Blocco di testo:
************

IL CAIRO – Aveva lasciato le redini del potere l’11 febbraio scorso, chiudendo nel sangue una parabola durata 30 anni. Ma anche la sua definitiva uscita di scena si ammanta di mistero, secondo i suoi avvocati l’anziano leader si trova in uno stato di «coma». Le condizioni di salute dell’ex presidente egiziano si erano aggravate dal 2 giugno scorso, giorno in cui fu emessa la sentenza che lo condannava all’ergastolo per aver ordinato la repressione durante la rivoluzione di Piazza Tahrir che portò alla morte di almeno 850 manifestanti lo scorso anno. L’ex raìs dopo la sua caduta, prima si era rifugiato a Sharm el Sheik, dove c’è la residenza estiva del Capo dello
Stato, poi ad aprile del 2011 il ricovero in ospedale per problemi di cuore. Ci vorranno lunghi mesi prima che venga trasferito al Cairo, nell’infermeria della prigione di Tora — dove per trent’anni ha spedito i suoi oppositori e molti sono spariti nel nulla — e in questi mesi al suo fianco ha sempre avuto la moglie Suzanne e i figli, detenuti anch’essi nella stessa prigione. Poi il processo e la condanna all’ergastolo, che ha suscitato le proteste di chi avrebbe voluto la pena capitale per l’uomo giudicato responsabile della repressione che portò alla morte di tanta gente. Dal giorno della sentenza le sue condizioni di salute si sono aggravate, fino all’infarto fatale di ieri notte. I sanitari dell’ospedale militare del distretto di Maadi nella capita-
le hanno tentato di rianimarlo con il defibrillatore ma Mubarak, 84 anni, non si è più ripreso.

************

Dati forniti:
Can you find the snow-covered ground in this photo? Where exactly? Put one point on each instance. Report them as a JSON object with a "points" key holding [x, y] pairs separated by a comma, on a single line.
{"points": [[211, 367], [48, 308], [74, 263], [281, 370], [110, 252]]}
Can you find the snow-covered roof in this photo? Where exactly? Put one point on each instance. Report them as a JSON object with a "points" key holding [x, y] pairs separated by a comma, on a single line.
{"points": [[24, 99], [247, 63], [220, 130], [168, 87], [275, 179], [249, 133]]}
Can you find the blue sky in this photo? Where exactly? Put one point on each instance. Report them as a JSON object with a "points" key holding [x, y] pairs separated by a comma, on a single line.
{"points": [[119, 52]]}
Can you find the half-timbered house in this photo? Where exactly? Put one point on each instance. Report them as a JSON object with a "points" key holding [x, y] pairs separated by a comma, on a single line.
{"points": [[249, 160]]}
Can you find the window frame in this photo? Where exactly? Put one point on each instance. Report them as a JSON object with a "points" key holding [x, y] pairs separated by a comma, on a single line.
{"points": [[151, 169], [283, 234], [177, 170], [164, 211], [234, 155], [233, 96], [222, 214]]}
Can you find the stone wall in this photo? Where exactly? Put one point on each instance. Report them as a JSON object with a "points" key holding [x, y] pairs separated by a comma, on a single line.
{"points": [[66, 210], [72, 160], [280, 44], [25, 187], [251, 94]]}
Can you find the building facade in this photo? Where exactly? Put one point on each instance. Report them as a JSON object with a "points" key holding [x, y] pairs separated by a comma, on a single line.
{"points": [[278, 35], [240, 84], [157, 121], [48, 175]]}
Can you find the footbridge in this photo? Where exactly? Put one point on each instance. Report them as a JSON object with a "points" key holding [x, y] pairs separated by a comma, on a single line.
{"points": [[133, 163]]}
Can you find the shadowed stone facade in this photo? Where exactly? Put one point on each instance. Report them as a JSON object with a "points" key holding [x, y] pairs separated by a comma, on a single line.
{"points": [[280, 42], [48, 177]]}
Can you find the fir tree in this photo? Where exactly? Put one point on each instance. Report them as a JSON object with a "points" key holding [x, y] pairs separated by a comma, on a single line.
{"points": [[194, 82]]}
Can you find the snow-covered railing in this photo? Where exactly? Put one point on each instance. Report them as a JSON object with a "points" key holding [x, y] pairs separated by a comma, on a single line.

************

Richiesta 1:
Indica se ciascuna delle affermazioni seguenti concorda con l'articolo su Mubarak, rispondendo sì o no e citando alla lettera le parole dell'articolo che lo stabiliscono. (a) La sentenza del 2 giugno condannava l'ex presidente all'ergastolo. (b) L'ex presidente fu ricoverato in ospedale per problemi ai polmoni. (c) I sanitari tentarono di rianimarlo con il defibrillatore.
Richiesta 2:
Prosegui l'articolo sulla morte di Mubarak dopo la sua ultima frase.
I record provengono da un'altra fonte.

Risultato 1:
(a) Sì: «fu emessa la sentenza che lo condannava all’ergastolo».
(b) No: «il ricovero in ospedale per problemi di cuore».
(c) Sì: «hanno tentato di rianimarlo con il defibrillatore».

Risultato 2:
Con la morte del Faraone, se confermata, si chiudono trent’anni di storia dell’Egitto e dell’intero Medio Oriente. Anni segnati dalla gestione con pugno di ferro del paese, dall’avvio di politiche di privatizzazione che hanno dato grande slancio alla crescita economica, ma hanno alimentato la corruzione ed ampliato il divario fra ricchi e poveri, da rapporti molto stretti col mondo occidentale, in particolare con gli Usa, dal mantenimento della pace con Israele, da un approccio nella regione spesso controverso nel mondo arabo. Per tre decadi, ha governato con pugno di ferro grazie allo stato di emergenza, che gli ha consentito di controllare e reprimere con grande efficacia ogni forma di opposizione. Un’oppressione morbida non sgradita all’Occidente, che nel solido raìs ha sempre visto un baluardo contro il fanatismo islamico e non solo. Nella sua lunga permanenza al potere, Mubarak si è infatti dimostrato un solido alleato degli Usa, che hanno contraccambiato con generosi finanziamenti alle sue forze armate, e un prezioso interlocutore negli sforzi di pace tra palestinesi e israeliani. Ma anche un abile tessitore di rapporti con la grande famiglia araba, in cui l’Egitto è rientrato da leader dopo essere stato espulso come traditore per gli accordi di pace firmati con Tel
Aviv.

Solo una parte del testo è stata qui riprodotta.